Depuis trois mois, une mine est laissée à l’abandon près du village de Tikondi, dans l’est du Cameroun. Les engins mécaniques gisent dans les trous d’eau, le bétail tombe dans les crevasses et les habitants sont désemparés : impossible pour eux de reboiser ou de continuer à pêcher. Et le problème tend à se banaliser dans une région au sol très riche, convoitée notamment par des entreprises chinoises.
À Tikondi, située dans l’arrondissement de Ngoura, dans l’Est du Cameroun, les habitants vivent de la recherche de l’or depuis le XIXe siècle, quand les colons allemands sont arrivés dans la région. Artisans miniers, ils dégradent très peu la nature parce qu’ils utilisent des outils très légers — pelles, pioches et tamis — associés à la force de leurs bras.
Mais depuis quelques années, des entreprises, employant en général entre 20 et 30 ouvriers, ont commencé à exploiter les environs de Tikondi, avec pelleteuses et tracteurs. Cette exploitation "semi-mécanisée", à mi-chemin entre l’artisanat et l’industrie, a longtemps échappé tout contrôle. Or, elle ravage l’environnement. Pour plusieurs associations contactées par France 24, cette exploitation est opérée par des sociétés irresponsables.
"Elles érigent des barrages et désorientent les cours d'eau"
L’une d’elles inquiète particulièrement les villageois de Bohanto, près de Tikondi. Notre Observateur Michel Ndoedje a filmé les dégâts et a alerté la rédaction des Observateurs de France 24. Président de l’association Fusion nature Cameroun, il milite pour la préservation de la biodiversité locale.
---------------
__Consigne 1__:
Recopiez fidèlement le passage de l'article sur la mine abandonnée près de Tikondi compris entre « Depuis trois mois, une » et « des entreprises chinoises. », ces deux segments inclus.
---------------
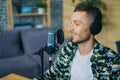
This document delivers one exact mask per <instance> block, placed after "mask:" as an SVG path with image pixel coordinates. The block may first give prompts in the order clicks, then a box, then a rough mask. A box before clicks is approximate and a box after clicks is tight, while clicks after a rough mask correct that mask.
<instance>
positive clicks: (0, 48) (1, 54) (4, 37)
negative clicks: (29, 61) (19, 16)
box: [0, 30, 23, 59]
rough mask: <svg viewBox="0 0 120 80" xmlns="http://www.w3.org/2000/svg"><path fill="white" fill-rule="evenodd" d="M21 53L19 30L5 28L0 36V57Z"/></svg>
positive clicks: (20, 38)
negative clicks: (0, 35)
mask: <svg viewBox="0 0 120 80" xmlns="http://www.w3.org/2000/svg"><path fill="white" fill-rule="evenodd" d="M21 54H23V49H22V45H21V38H20V32H19V31H17V30H7V31H4V32H3V33H2V35H1V36H0V59H1V58H7V57H14V56H19V55H21Z"/></svg>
---------------
__Consigne 2__:
Combien de lignes des entrées ci-dessus contiennent la chaîne « fill » ? Donnez uniquement ce nombre.

__Résultat attendu 1__:
Depuis trois mois, une mine est laissée à l’abandon près du village de Tikondi, dans l’est du Cameroun. Les engins mécaniques gisent dans les trous d’eau, le bétail tombe dans les crevasses et les habitants sont désemparés : impossible pour eux de reboiser ou de continuer à pêcher. Et le problème tend à se banaliser dans une région au sol très riche, convoitée notamment par des entreprises chinoises.

__Résultat attendu 2__:
2